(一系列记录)
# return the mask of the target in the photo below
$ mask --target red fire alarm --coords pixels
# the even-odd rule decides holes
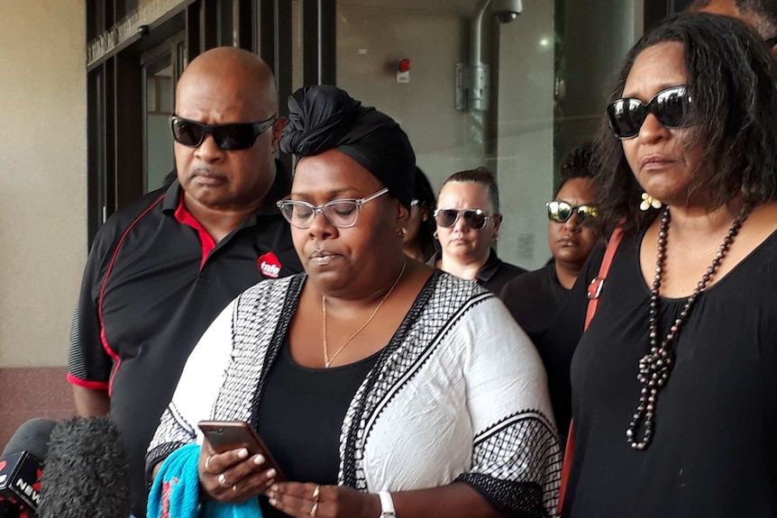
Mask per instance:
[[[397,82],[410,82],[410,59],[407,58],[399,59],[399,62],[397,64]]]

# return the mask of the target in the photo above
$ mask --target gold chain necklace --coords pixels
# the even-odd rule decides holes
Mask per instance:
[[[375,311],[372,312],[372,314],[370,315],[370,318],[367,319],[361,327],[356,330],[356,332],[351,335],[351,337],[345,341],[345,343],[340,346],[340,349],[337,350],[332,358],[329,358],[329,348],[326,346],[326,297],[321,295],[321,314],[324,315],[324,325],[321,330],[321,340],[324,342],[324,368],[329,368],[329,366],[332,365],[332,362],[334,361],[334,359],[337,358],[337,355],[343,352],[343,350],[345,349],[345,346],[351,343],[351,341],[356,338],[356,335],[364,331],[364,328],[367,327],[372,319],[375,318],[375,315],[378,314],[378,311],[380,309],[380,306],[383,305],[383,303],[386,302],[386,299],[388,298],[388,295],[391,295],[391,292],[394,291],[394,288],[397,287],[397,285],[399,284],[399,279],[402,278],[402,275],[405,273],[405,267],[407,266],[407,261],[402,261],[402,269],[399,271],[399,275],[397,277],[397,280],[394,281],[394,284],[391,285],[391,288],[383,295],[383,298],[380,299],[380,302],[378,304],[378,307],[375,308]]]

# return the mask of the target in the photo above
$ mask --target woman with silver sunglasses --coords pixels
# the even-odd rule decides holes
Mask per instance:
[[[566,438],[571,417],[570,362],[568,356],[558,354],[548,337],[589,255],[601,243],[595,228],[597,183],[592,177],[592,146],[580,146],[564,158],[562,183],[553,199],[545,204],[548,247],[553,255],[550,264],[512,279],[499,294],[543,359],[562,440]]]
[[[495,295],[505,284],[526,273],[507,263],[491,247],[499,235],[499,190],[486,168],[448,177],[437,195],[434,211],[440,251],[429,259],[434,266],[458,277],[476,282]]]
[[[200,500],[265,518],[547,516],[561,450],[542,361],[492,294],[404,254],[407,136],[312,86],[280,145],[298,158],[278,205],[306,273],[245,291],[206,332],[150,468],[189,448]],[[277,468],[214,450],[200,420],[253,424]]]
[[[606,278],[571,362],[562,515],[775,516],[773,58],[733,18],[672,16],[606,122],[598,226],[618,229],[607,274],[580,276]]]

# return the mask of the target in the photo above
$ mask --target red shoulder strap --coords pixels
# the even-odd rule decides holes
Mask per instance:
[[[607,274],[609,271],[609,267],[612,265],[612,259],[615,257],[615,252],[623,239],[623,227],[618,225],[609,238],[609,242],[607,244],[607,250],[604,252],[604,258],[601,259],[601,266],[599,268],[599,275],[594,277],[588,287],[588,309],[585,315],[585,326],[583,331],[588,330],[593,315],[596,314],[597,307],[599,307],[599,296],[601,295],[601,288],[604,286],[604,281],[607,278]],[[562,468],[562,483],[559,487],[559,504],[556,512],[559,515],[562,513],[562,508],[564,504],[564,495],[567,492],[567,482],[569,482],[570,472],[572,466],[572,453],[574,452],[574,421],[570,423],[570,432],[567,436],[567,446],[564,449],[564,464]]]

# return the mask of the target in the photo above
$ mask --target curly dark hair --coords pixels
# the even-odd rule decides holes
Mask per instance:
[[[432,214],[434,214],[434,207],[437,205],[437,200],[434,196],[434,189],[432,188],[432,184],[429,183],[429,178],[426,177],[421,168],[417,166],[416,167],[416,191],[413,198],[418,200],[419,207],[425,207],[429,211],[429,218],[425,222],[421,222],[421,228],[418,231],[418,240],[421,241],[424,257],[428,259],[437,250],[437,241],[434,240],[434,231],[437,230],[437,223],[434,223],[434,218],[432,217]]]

# 练习说明
请从上述记录中挑出所有含有字符串“pixels”的行，并逐行照抄。匹配时须区分大小写。

# 任务答案
$ mask --target red fire alarm --coords pixels
$ mask --target gold chain necklace --coords pixels
$ mask --target woman with silver sunglasses --coords pixels
$ mask --target red shoulder strap --coords pixels
$ mask --target curly dark hair --coords pixels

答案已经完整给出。